_The task:_
Output nothing but the lines from the line with "Can you find the potted" through the end of the listing below, both ends included.

Items from a data source:

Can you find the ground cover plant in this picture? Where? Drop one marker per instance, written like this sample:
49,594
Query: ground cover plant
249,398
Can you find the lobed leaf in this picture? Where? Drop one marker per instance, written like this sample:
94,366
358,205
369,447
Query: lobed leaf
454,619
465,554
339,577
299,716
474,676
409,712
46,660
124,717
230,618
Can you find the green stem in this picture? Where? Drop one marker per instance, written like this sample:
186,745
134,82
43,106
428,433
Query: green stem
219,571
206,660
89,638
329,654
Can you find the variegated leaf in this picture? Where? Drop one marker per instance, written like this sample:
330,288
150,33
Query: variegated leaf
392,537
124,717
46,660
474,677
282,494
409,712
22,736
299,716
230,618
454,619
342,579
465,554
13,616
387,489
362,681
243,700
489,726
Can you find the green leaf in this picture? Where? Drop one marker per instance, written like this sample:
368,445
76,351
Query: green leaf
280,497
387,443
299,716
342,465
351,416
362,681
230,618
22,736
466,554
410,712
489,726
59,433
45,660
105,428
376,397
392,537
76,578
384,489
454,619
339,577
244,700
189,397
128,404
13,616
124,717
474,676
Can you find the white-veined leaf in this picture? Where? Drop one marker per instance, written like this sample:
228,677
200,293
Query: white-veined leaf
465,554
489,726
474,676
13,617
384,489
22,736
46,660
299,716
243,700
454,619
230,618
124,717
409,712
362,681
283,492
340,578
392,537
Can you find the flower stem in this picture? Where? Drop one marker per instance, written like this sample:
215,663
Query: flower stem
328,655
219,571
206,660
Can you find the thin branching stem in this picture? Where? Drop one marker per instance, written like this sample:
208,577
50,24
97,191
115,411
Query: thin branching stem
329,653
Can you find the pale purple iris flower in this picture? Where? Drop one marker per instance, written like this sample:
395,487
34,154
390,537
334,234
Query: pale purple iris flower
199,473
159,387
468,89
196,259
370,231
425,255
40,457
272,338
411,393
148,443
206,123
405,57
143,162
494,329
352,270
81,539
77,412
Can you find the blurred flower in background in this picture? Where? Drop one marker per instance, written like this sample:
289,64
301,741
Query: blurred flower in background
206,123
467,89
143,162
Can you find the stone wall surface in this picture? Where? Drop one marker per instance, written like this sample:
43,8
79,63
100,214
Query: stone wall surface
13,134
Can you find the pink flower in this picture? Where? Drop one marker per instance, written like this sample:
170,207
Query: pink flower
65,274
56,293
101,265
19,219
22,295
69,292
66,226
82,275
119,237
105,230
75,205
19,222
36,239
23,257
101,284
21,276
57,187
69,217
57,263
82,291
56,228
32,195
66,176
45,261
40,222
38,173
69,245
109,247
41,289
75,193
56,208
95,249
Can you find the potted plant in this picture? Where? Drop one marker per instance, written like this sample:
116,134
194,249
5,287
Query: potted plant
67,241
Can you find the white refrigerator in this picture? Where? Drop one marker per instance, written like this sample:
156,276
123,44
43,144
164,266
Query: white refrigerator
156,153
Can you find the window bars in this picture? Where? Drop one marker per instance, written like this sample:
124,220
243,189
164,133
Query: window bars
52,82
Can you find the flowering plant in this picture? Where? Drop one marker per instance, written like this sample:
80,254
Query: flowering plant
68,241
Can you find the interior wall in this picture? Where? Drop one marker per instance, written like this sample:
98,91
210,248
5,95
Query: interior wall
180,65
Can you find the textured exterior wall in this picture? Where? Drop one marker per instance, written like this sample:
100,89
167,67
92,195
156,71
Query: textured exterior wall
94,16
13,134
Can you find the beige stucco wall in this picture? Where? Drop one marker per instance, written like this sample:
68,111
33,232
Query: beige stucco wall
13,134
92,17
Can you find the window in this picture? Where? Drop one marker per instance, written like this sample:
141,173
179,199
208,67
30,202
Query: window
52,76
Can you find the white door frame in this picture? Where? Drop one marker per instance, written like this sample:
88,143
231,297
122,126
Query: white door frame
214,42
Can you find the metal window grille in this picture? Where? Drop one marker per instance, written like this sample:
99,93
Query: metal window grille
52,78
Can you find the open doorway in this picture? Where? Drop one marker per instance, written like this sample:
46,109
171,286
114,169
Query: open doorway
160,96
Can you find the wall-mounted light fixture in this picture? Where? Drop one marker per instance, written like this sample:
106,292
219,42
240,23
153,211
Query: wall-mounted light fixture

_Answer to the task:_
Can you find the potted plant in this picture? Where? Drop one marker per instance, written like this sample:
116,134
194,249
5,287
Query: potted plant
67,241
Can you find the white refrigerator in this picture? Where? Drop one marker per instance, written like this sample:
156,276
123,44
43,144
164,266
Query: white refrigerator
156,153
Can you find the window bars in this picture? Where? Drop one marker per instance, written like this sample:
124,220
243,189
164,133
Query: window bars
52,82
Can you find the flowering plant in this picture? Where? Drop one marker per instance, written like this sample:
80,254
Query: flowering plant
68,241
Can you find the interior wall in this picture? Where? Drop one marker per instance, written like this sample:
98,91
210,248
5,95
Query: interior wall
180,65
Can you find the textured exterior wall in this picture? Where? Drop one marker per instance, written like this sample:
100,89
167,67
92,195
156,71
Query: textured exterior wall
94,16
13,134
Can you find the beige stucco wall in this picture? Where? Drop one marker per instance, written like this sample:
68,111
33,232
Query: beige stucco wall
13,134
92,17
Can you find the window in this picture? Where? Drop one marker per instance, written like this sample:
141,173
179,199
208,67
30,202
Query: window
52,76
Can you find the white door frame in this picture? Where? Drop one marker per instance, written like this sample:
88,143
231,297
122,126
Query: white door frame
214,42
Can you find the metal window grille in this picture? Where? Drop one marker per instance, written like this sample:
99,93
Query: metal window grille
52,78
Can you find the open doorway in this picture? Where? Drop one marker per instance, written like this sample:
46,109
171,286
114,169
Query: open doorway
160,96
Can you find the wall-mounted light fixture in this picture? Where? Drop one marker per instance, written like this sample:
106,292
219,42
240,23
153,211
Query: wall-mounted light fixture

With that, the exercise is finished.